Start Data to process

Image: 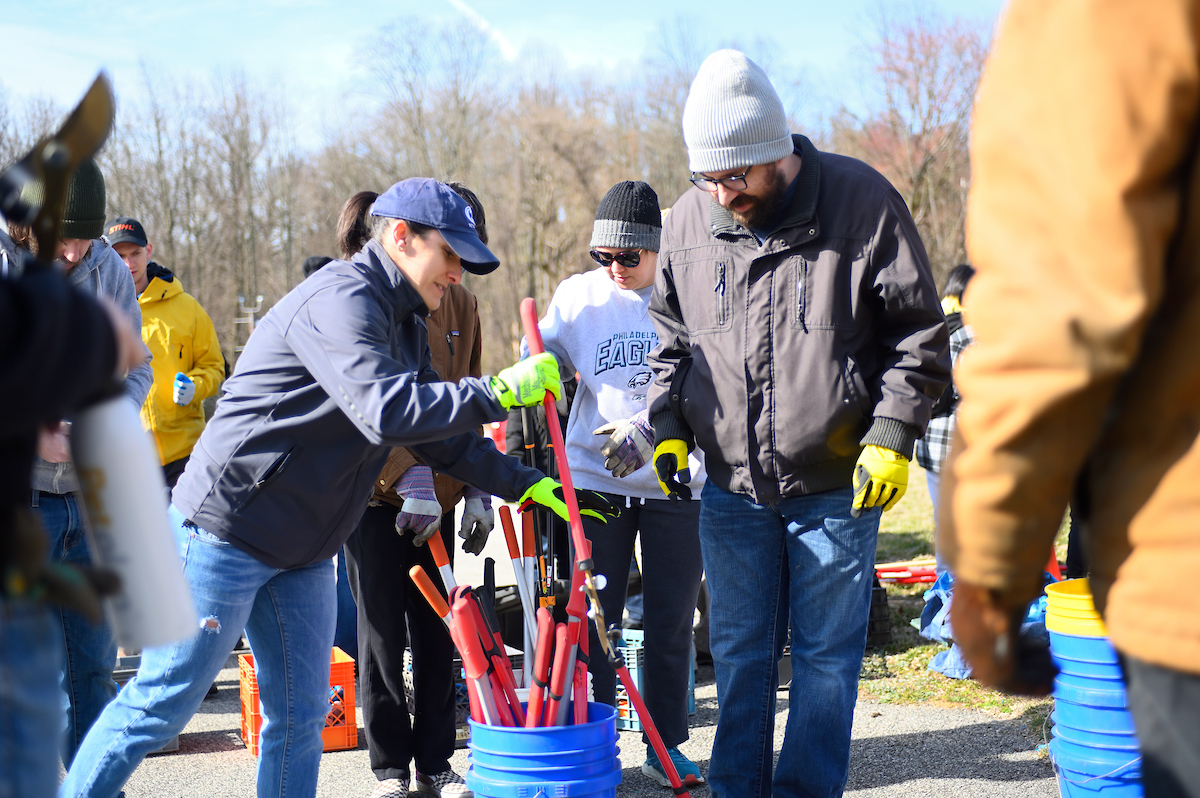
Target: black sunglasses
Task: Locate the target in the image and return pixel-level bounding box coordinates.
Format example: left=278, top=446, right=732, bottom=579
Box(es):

End Data to process

### Exercise requirements
Repeat the listing above word for word, but leave out the pictures.

### Solution to this task
Image: 
Target: black sunglasses
Task: Locate the target in the image and return pixel-level bounding box coordinates.
Format example: left=278, top=446, right=732, bottom=579
Box(es):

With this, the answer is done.